(Items in a dataset)
────────

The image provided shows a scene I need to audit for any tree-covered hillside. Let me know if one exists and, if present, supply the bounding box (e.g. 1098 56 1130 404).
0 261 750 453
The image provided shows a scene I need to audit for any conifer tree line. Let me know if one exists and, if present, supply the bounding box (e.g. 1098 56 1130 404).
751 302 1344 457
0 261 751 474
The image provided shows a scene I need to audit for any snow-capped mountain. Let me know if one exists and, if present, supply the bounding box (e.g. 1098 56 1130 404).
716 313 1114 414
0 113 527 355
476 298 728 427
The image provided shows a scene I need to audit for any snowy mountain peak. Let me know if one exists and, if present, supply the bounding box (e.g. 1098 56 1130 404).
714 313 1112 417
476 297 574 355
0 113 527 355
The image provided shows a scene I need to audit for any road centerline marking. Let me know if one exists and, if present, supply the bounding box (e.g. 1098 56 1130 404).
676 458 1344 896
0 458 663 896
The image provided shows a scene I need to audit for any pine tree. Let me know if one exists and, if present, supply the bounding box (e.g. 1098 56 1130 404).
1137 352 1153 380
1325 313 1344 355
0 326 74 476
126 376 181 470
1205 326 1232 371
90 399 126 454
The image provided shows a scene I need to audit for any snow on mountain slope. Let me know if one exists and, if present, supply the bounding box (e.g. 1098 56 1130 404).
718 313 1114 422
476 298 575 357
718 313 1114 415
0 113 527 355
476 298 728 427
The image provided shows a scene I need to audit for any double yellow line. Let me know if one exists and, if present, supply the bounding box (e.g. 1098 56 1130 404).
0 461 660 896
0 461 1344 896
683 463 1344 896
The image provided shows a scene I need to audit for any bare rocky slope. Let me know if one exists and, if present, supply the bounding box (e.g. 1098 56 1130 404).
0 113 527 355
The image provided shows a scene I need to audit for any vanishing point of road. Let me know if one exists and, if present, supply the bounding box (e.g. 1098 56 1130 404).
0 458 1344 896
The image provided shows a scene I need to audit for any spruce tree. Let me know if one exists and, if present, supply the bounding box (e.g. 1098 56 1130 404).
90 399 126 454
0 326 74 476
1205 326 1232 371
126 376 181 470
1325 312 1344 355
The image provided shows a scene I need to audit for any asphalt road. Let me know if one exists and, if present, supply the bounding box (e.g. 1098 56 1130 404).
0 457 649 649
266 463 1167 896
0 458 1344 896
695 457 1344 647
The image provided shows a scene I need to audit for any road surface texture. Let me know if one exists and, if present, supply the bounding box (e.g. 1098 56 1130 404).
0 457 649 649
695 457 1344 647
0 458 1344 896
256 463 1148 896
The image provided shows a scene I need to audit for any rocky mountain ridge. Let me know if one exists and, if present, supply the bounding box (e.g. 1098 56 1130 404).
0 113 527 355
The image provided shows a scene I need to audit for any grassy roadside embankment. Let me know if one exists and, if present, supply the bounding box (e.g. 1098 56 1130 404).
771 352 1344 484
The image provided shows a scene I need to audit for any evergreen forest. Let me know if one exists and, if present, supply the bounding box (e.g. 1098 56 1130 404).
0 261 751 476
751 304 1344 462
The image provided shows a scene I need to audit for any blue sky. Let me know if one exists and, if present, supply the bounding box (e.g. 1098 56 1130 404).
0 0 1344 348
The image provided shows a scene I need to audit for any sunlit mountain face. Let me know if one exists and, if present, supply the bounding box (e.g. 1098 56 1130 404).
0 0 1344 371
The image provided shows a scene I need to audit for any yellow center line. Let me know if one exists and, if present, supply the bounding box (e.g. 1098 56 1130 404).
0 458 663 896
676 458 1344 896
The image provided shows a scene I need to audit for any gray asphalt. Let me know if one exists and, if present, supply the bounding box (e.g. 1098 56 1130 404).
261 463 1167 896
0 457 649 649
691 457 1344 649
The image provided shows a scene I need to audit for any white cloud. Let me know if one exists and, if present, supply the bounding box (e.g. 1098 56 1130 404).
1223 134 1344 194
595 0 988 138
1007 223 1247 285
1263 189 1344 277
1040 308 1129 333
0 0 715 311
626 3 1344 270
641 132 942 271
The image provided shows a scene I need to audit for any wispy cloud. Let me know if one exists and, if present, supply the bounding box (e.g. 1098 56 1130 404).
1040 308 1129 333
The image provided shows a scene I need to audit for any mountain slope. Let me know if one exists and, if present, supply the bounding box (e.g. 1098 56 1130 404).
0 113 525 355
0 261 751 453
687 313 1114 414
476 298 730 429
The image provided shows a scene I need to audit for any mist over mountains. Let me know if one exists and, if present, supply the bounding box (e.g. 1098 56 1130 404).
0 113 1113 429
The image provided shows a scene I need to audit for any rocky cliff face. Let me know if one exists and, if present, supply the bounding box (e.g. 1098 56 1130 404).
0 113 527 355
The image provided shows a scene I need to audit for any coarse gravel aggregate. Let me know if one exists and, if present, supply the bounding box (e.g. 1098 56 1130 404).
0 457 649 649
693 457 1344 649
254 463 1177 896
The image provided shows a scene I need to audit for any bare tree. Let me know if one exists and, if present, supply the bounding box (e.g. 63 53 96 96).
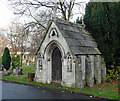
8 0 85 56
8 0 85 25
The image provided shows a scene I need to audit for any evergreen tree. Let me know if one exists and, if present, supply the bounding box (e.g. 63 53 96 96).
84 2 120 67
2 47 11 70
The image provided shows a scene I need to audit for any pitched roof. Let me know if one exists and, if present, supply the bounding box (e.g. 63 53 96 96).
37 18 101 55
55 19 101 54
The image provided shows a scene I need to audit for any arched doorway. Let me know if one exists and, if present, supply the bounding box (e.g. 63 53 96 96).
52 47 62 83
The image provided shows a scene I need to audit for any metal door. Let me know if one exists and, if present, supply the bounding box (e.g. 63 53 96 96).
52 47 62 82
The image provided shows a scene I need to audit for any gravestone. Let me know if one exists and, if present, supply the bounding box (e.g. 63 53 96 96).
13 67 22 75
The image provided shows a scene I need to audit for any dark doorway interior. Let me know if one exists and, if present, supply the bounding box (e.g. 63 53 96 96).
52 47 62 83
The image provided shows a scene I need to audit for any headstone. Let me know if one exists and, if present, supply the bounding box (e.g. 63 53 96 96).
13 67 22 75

────────

WHAT IS NEEDED> Copy out every item above word for word, omitting the pictures from your copy.

WORKED ANSWER>
The image provided shows a scene I need to audit for any tree-covered hillside. Let me know if one exists and, if present, supply the bounding box (e.g. 1098 56 1130 404).
0 261 750 453
The image provided shows a scene I need to audit for any conifer tree line. Let me know if one exists and, if present, supply the bounding box (e.g. 1098 56 1130 404).
751 302 1344 457
0 261 751 474
The image provided shows a scene I need to audit for any snow-capped mountain. Let me know if one exists and, if present, supply the bounding box (e.g. 1098 56 1130 404).
716 313 1114 414
0 113 527 355
476 298 728 427
The image provided shows a scene I need to audit for any snowy mountain peak. Let me know if one exists and, if present, supply the bounding box (e.g. 1098 56 1130 404).
714 313 1112 417
476 297 574 355
0 113 527 355
The image provided shows a scene I need to audit for any road centerline marking. Let me know if one exists and, if present, supply the bounding box (e.g. 1098 56 1130 404).
676 458 1344 896
0 458 663 896
The image provided shows a scene I need to audit for any pine tree. Let me know if one exists and, if present, supply the bounding box (e.g. 1098 56 1130 404).
1137 352 1153 380
1325 313 1344 355
0 326 74 476
126 376 181 470
1205 326 1232 371
90 399 126 454
The image provided shows a scene I need to audit for any snow on mountain slope. Let me know if one exists and, if present, supply the bounding box (e.g. 1098 56 1130 404).
718 313 1114 422
476 298 575 357
718 313 1114 415
0 113 527 355
476 298 728 427
The image provided shows a scene I need to audit for any double yellow line. Let me know if one exists and, if present, supply the bounding box (e.g. 1098 56 1130 404).
0 461 660 896
0 461 1344 896
683 463 1344 896
The image provided shows a scene I need to audit for any bare rocky slope. Let me know if one exists and, if present, supply the bounding box (e.g. 1098 56 1130 404).
0 113 527 355
The image provided shows a scene I need to audit for any vanishing point of road. Let me know if one exists and, if present, supply the bounding box (e.g. 1098 56 1130 404).
0 458 1344 896
The image provided shows a scene I need to audit for any spruce tree. Let me know if one exists and, if present, supply the bounding box (e.g. 1098 56 1130 404).
90 399 126 454
0 326 74 476
1205 326 1232 371
126 376 181 470
1325 312 1344 355
The image provided shows a scene I need to audit for any asphalt road. Let me know if one exists and, if present, supply the bounding box (e.g. 1098 56 1130 404).
0 457 649 649
266 463 1167 896
0 458 1344 896
695 457 1344 647
The image provided shows a scene I need to audit for any road surface texture. Let me know if one exists and, if present, supply the bounding box (e.g. 1098 56 1130 404).
0 457 649 649
695 457 1344 647
0 458 1344 896
256 463 1148 896
The image provided shows a scene I need to audit for any rocky mountain ridge. Let me know if one exists and, if present, supply the bounding box (e.g. 1098 56 1130 404).
0 113 527 355
The image provided shows a scene I need to audit for any grassy roadside embankment. Let me know if one exists and, if present, supply the bounding box (e.g. 1098 56 1130 404).
771 352 1344 484
The image provided shows a scene I need to audit for any evergreen forest. Let me know if one exists and, if present, supply the bounding box (e.g. 1098 56 1130 404).
0 261 751 476
751 304 1344 462
The image provided shows a scene I need to audit for any blue sky. Let me know if one exists and, if present, supply the bounding box (e.g. 1098 56 1130 404).
0 0 1344 348
The image provided shows a scene I need to audit for any sunlit mountain face. Let me know if one exists and, if present, supply the bounding box (e.g. 1098 56 1130 404).
0 0 1344 371
The image provided shows a scene I need to audit for any yellow center line. Let me know if one exists and, if present, supply the bounding box (e.g. 1098 56 1130 404).
0 458 663 896
676 458 1344 896
The image provided shows a scene I need to audit for any gray asphalt. Let me know if one exists and, if present, supply the bounding box (e.g. 1098 56 1130 404).
261 463 1167 896
0 457 649 649
691 457 1344 649
The image provided shows a scene I need to audit for any white cloud. Let me know if one exists and, if present, supply the bounding box (e.g. 1098 56 1130 404).
1223 134 1344 194
595 0 988 138
1007 223 1247 285
1263 189 1344 277
1040 308 1129 333
0 0 715 311
626 3 1344 270
641 132 942 271
The image provided shows a scene I need to audit for any wispy cloud. Let me know if one exists and, if present, supply the bounding box (e.g. 1098 56 1130 404).
1040 308 1129 333
The image provided shows a scene I need to audit for any mountain slope. Let me know if one exists and, if present, supply the bounding box (e.g. 1098 56 1130 404).
0 113 525 355
0 261 751 453
687 313 1114 414
476 298 730 429
The image provided shows a scene I need to audit for any mist over mountains. Let me know if one exists and, if present, supply the bounding box (e.g. 1098 56 1130 404).
0 113 1113 429
The image provided shows a scene I need to audit for any rocky cliff face. Let me know if one exists and, if present, supply the bounding box (e.g. 1098 56 1130 404).
0 113 527 355
The image provided shows a scene I need to audit for any coarse gravel aggregate. Let me know if one exists and, if present, supply the bounding box (e.g. 1098 56 1130 404).
0 457 649 649
693 457 1344 649
254 463 1177 896
The image provided shows a scene I need to audit for any bare tree. Let me know if one exists and, if present, supply the bounding box (e.g. 63 53 96 96).
8 0 85 56
8 0 85 25
The image provided shows a scene I need to audit for any evergreen tree. Let me know if one exists and, if present, supply the bounding box (e.g. 63 53 96 96).
84 2 120 67
2 47 11 70
The image provided shows a scene I need to audit for any pitched roof. Let me know if one exists and, if present, supply the bounding box (e.g. 63 53 96 96).
37 18 101 55
55 19 101 54
The image provided shows a scene I need to audit for any arched doorway. Let me know if one exists and, if present, supply the bounding box (e.g. 63 53 96 96).
52 47 62 83
The image provided shows a scene I need to audit for any metal door. Let me know if one exists and, if present, supply the bounding box (e.g. 63 53 96 96).
52 47 62 82
The image provided shows a scene I need to audit for any gravestone. Let me know if one exists and, if present, supply the bounding box (e.g. 63 53 96 96).
13 67 22 75
The image provided shows a scene I need to audit for any dark doorway interior. Let me know if one exists and, if present, supply the bounding box (e.g. 63 53 96 96).
52 47 62 83
The image provided shows a scene I need to audit for any headstone. Let me know if one exists and, if present, supply the bounding box (e.g. 63 53 96 96).
13 67 22 75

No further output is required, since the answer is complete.